◆ AVAILABLE RECORDS:
[start]

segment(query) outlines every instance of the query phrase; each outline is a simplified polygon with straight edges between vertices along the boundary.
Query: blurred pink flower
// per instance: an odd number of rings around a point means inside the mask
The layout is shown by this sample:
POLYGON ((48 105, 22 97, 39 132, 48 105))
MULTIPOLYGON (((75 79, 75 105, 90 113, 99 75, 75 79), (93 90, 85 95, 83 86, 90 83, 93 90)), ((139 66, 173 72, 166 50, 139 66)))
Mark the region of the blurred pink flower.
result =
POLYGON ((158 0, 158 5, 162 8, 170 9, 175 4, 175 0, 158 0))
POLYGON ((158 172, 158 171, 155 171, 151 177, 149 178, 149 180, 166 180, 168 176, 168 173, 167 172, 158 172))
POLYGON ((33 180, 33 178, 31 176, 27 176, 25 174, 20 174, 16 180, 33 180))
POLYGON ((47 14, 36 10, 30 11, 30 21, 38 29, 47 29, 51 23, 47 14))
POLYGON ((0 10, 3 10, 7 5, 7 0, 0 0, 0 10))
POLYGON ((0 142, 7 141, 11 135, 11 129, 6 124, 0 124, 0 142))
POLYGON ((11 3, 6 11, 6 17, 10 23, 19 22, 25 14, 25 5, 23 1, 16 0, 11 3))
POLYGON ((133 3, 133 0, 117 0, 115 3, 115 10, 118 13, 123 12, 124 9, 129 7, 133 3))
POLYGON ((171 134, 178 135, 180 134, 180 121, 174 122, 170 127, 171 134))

[end]

Format the rows above as a JSON list of strings, with one string for each line and blank lines omitted.

◆ COMPLETE OUTPUT:
[
  "segment(query) outlines every instance of the query phrase; each outline is a simplified polygon with straight edges between vertices along the boundary.",
  "Query: blurred pink flower",
  "// per instance: an odd number of rings around a point means inside the mask",
  "The layout is shown by this sample:",
  "POLYGON ((48 105, 22 97, 39 132, 48 105))",
  "MULTIPOLYGON (((75 79, 75 105, 90 113, 99 75, 75 79), (93 90, 85 95, 83 86, 90 83, 93 90)), ((139 66, 173 72, 166 50, 139 66)))",
  "Mark the region of the blurred pink flower.",
  "result =",
  "POLYGON ((158 0, 158 5, 162 8, 170 9, 175 4, 175 0, 158 0))",
  "POLYGON ((158 172, 158 171, 155 171, 151 177, 149 178, 149 180, 166 180, 168 176, 168 173, 167 172, 158 172))",
  "POLYGON ((33 180, 33 178, 31 176, 27 176, 25 174, 20 174, 16 180, 33 180))",
  "POLYGON ((47 14, 36 10, 30 11, 30 21, 38 29, 47 29, 51 23, 47 14))",
  "POLYGON ((0 10, 3 10, 7 5, 7 0, 0 0, 0 10))",
  "POLYGON ((0 142, 7 141, 11 135, 11 129, 6 124, 0 124, 0 142))",
  "POLYGON ((11 3, 6 11, 6 17, 10 23, 19 22, 25 14, 25 5, 23 1, 16 0, 11 3))",
  "POLYGON ((133 3, 133 0, 117 0, 115 3, 115 10, 118 13, 123 12, 124 9, 129 7, 133 3))",
  "POLYGON ((171 134, 178 135, 180 134, 180 121, 174 122, 170 127, 171 134))"
]